Stated task:
Pick up the yard sign catchbox forum thread below and carry it on from its last line.
** BEGIN Page extract **
# Yard Sign Catchbox



## Performance Catapults (Feb 3, 2010)

Made entirely from yard signs. The material is corrugated plastic, and it's held together with scotch clear packing tape. Very easy to make, takes 5 signs.


----------



## treefork (Feb 1, 2010)

Its waterproof!


----------



## Performance Catapults (Feb 3, 2010)

treefork said:


> Its waterproof!


Right on...


----------



## orcrender (Sep 11, 2010)

A good use for those signs at last.


----------



## philly (Jun 13, 2010)

Cool Jim, recycling at it's best. See you at the tourny.
Philly


----------



## Charles (Aug 26, 2010)

Great use of scrap material.

Cheers ..... Charles


----------



## Karok01 (Jan 26, 2012)

Wow! Makes me wanna go gank all the political signs we have around here. Some yards have several.......I never would as it could get my butt arrested, but it makes me want to...


----------



## Performance Catapults (Feb 3, 2010)

- Just lay four signs down side by side, in a row.
- Run a full length piece of tape down each seam, where the signs butt up to one another. You'll be taping three seams.
- One complete, fold up into a rectangular box, so that the taped seams are on the inside. 
- Now tape the seam where the two end pieces came together.
- Tape the outer seams.
- Take the fifth sign, and cut it to fit the rear of the catchbox.
Tape the outer seams, then the inner seams.
- Use what's left to make the catch lip on the front. Tape the outer, and inner seams.
- Now run a dowel rod, or some type of wire for your backstop cloth. You can punch a smaller hole than the diameter of rod you intend to use. The material will stretch, and hold the hanger securely.
- You can even tape another sign to the top of the opening, making a rain door. Simply hold the other sign against the front of the box, with the seam meeting the seam at the top. Tape the seam with the door hanging down, then fold it back when in use.
** END Page extract **
** BEGIN Material **
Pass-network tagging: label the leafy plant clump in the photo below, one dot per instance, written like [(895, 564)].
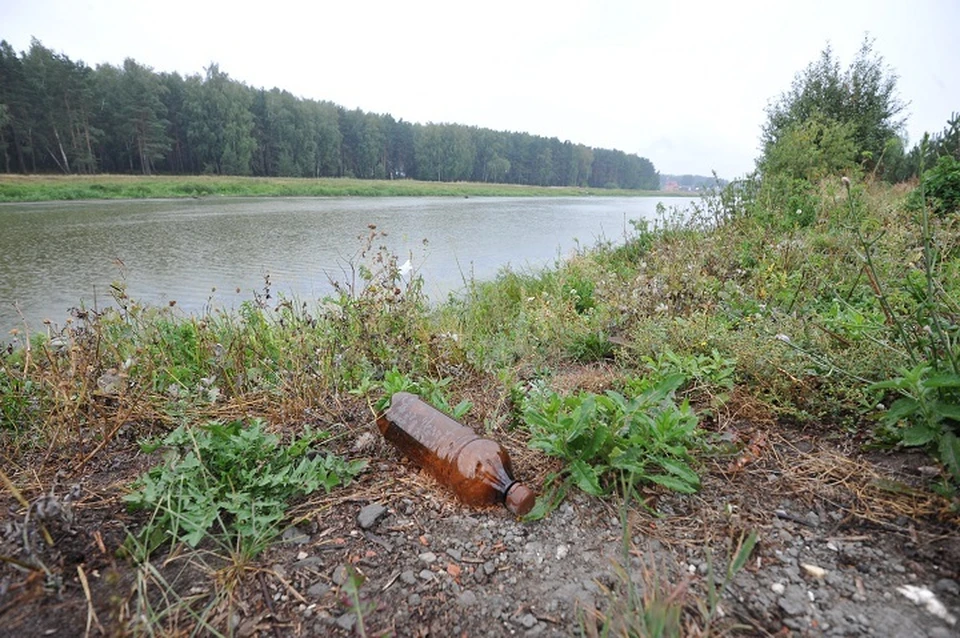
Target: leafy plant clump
[(609, 438), (230, 481)]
** END Material **
Result for this exercise:
----------



## XxDollarBillxX (Apr 28, 2011)

What a great Idea.... Nice Share


----------



## NaturalFork (Jan 21, 2010)

That is awesome! I love it.


----------



## treefork (Feb 1, 2010)

Ever since this was posted yard signs in my neighborhood have come up missing. Weird.


----------



## Rayshot (Feb 1, 2010)

Didn't see this post. Good suggestion Jim.

1) Great idea. I like that it is water proof. That it is light. Quick and easy.

Though I don't think the people who are now missing the signs are too happy. Kidding.

I tore apart a couple of card board boxes similar to this idea from all of my errant shots when a newbie. It would last much longer now.


----------



## Performance Catapults (Feb 3, 2010)

Rayshot said:


> Didn't see this post. Good suggestion Jim.
> 
> 1) Great idea. I like that it is water proof. That it is light. Quick and easy.
> 
> ...


I am fortunate to have a stockpile of these signs from my wife's work. I'm sure if you do some research locally, obtaining a few of these might not be too difficult. Maybe contact your city or county offices, and ask them if they have any they wish to discard. Maybe try asking if you can have their permission to clean up that eye sore of an intersection...free of charge


----------



## Kipken (Feb 6, 2012)

Karok01 said:


> Wow! Makes me wanna go gank all the political signs we have around here. Some yards have several.......I never would as it could get my butt arrested, but it makes me want to...


I was thinking the same thing... political signs everywhere, maybe I'll snag some after may 8th, our election day.


----------



## Jaxter (Jan 23, 2012)

where would you get the signs?


----------



## Jim Williams (Jul 6, 2011)

Fantastic idea, it's strong, light weight and waterproof too! Great stuff!


----------



## Hrawk (Oct 25, 2010)

Jaxter said:


> where would you get the signs?


Out the front of houses for sale or in the bin of ones that have just been sold.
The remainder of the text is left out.